Exercise inputs
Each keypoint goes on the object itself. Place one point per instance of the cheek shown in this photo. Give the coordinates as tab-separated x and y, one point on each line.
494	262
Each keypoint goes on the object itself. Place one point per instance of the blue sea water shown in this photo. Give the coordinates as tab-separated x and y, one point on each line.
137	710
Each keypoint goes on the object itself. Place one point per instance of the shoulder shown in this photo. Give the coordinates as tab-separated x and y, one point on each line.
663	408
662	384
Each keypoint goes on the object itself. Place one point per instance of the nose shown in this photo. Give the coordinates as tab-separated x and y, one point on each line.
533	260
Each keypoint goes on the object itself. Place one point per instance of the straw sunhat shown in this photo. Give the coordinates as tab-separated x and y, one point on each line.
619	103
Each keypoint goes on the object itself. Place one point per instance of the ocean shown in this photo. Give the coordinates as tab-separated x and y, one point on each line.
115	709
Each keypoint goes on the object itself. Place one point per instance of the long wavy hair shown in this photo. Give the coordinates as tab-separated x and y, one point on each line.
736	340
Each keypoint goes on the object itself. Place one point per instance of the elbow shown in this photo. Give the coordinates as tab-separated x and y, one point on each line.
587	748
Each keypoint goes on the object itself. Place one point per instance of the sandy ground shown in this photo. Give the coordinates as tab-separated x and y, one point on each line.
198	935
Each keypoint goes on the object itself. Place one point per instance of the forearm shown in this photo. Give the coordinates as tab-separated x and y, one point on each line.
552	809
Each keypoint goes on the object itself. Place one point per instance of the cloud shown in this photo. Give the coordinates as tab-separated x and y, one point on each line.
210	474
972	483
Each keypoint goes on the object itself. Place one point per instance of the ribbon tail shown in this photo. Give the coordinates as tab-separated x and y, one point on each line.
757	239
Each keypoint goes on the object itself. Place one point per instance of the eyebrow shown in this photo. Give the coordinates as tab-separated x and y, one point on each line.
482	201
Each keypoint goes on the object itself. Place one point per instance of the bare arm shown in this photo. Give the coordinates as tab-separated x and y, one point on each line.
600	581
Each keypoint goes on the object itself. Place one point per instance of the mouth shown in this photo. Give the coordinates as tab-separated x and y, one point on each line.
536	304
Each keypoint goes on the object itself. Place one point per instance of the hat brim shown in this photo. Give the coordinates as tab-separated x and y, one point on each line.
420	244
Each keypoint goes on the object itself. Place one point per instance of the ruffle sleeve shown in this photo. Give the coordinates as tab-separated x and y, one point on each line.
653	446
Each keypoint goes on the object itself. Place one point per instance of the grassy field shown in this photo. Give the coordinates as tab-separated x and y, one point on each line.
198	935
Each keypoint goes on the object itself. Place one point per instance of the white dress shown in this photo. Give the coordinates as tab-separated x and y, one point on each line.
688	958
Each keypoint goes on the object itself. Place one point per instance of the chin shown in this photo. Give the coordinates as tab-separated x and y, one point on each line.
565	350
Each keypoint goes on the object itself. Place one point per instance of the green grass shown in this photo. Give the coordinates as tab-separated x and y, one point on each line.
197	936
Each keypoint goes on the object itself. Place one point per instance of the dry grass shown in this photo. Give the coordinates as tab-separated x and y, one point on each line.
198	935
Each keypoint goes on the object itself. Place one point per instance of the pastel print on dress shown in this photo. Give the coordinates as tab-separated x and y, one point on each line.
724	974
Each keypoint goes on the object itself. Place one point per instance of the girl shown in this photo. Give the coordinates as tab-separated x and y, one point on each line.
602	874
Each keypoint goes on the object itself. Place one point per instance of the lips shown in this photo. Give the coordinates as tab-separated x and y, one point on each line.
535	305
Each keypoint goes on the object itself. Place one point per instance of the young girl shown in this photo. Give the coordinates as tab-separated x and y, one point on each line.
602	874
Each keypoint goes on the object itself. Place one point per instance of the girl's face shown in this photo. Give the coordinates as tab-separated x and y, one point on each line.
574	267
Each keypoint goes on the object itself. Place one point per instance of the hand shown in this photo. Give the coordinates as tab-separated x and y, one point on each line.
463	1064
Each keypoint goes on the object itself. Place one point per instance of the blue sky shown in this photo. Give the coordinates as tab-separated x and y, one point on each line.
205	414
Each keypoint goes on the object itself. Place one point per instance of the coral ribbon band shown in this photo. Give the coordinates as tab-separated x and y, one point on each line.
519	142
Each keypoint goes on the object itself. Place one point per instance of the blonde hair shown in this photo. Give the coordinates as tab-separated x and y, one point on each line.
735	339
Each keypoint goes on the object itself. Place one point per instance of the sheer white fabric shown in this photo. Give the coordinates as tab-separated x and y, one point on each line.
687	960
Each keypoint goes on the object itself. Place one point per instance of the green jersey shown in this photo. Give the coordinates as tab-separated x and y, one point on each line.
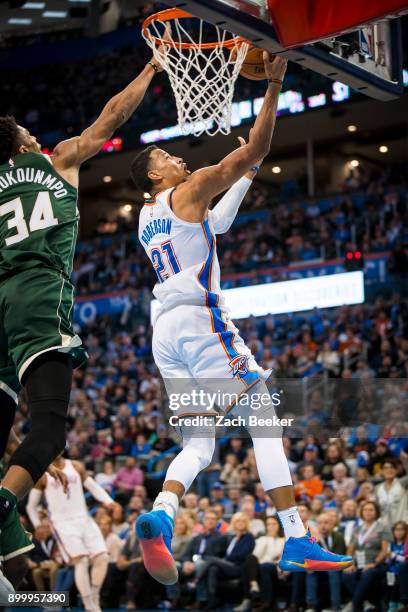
38	216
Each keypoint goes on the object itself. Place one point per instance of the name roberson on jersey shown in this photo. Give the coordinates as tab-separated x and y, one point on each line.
183	255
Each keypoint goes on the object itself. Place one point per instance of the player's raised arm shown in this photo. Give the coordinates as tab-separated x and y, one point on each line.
192	198
73	152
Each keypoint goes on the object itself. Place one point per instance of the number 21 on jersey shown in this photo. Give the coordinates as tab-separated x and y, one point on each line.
165	261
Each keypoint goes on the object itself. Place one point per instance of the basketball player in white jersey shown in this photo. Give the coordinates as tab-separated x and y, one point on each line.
194	339
79	538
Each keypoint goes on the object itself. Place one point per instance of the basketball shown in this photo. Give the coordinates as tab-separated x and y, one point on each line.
253	67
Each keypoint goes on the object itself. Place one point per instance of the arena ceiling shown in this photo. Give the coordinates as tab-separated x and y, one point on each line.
20	18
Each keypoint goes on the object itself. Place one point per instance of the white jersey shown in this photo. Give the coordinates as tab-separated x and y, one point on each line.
66	506
183	255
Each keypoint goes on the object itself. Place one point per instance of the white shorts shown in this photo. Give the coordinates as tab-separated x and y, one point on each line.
78	537
201	346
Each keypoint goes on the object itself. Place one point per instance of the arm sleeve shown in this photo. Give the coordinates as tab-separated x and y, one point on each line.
223	214
96	491
32	506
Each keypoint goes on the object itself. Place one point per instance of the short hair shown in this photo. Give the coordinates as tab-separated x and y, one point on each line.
8	137
370	502
139	169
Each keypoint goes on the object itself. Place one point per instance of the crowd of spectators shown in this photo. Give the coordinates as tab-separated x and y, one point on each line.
370	215
352	491
71	104
228	540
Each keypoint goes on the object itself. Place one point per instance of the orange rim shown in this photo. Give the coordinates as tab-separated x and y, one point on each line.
175	13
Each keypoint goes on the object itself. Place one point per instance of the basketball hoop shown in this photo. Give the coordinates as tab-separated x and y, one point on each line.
202	74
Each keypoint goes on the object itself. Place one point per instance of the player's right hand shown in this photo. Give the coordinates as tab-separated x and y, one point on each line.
275	67
60	476
163	48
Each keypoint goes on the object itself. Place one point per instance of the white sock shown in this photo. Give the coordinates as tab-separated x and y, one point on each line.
83	582
167	501
99	570
292	523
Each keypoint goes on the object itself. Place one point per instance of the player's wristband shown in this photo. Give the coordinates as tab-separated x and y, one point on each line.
154	66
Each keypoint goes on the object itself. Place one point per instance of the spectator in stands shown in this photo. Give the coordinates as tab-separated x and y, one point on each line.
397	589
223	526
380	454
120	526
240	545
256	525
310	457
342	482
333	456
208	544
392	494
349	519
310	484
182	536
113	543
233	501
114	546
127	478
106	478
260	571
369	547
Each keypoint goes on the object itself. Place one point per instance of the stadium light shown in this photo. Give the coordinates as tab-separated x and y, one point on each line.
55	14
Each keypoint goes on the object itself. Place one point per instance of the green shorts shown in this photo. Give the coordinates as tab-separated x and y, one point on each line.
14	539
35	317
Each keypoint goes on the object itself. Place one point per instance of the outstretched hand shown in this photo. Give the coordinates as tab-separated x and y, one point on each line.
275	66
162	49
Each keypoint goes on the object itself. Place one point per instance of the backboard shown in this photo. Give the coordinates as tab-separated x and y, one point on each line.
367	59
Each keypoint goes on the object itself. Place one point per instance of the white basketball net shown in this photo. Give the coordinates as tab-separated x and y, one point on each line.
202	79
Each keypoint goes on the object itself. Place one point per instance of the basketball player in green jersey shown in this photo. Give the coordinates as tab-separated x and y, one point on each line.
38	230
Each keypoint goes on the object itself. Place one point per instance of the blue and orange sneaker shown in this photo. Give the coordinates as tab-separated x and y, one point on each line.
305	554
155	531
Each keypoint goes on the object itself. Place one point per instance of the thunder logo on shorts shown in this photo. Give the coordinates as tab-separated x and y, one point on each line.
239	365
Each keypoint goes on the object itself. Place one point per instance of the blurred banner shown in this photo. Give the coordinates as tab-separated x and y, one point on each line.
292	296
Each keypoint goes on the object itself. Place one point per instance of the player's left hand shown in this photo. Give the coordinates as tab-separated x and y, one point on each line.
112	506
163	48
59	476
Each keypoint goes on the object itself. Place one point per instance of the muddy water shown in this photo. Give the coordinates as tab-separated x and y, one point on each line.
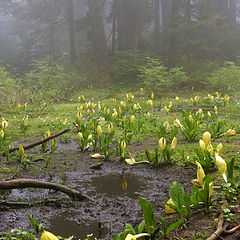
112	206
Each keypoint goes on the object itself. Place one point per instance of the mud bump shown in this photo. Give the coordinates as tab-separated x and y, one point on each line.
113	185
69	224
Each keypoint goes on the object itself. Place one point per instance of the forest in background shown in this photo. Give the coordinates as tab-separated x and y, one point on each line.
169	44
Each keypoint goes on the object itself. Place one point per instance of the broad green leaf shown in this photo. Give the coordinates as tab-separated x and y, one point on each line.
148	214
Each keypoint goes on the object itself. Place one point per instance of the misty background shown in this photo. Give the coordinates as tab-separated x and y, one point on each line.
174	44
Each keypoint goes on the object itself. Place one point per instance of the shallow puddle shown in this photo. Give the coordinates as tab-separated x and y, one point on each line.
69	224
113	185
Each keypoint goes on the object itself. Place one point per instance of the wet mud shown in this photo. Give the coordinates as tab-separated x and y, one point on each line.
113	204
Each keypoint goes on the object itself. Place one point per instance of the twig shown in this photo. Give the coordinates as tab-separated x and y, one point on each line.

Work instructions
Lines from the one containing "of the shallow" through the final line of the material should be set down exactly, and no other lines.

Exercise output
Each keypoint goes on the object itself. Place one point per instance of the shallow puddle shown in this photo. Give the coordinates as tab-separated x and y, one point on each line.
69	224
113	185
Each keypoint goes on the object itself. Place one point per instance of the wet mud shown in this photo. Give the coordinates as tab-separated x and y, one point on each line.
113	204
Each keypoint goes on the object itself. Place one point per instance of the twig shown in this photo. Give the coordinates as tab-separated x and y, one point on each line.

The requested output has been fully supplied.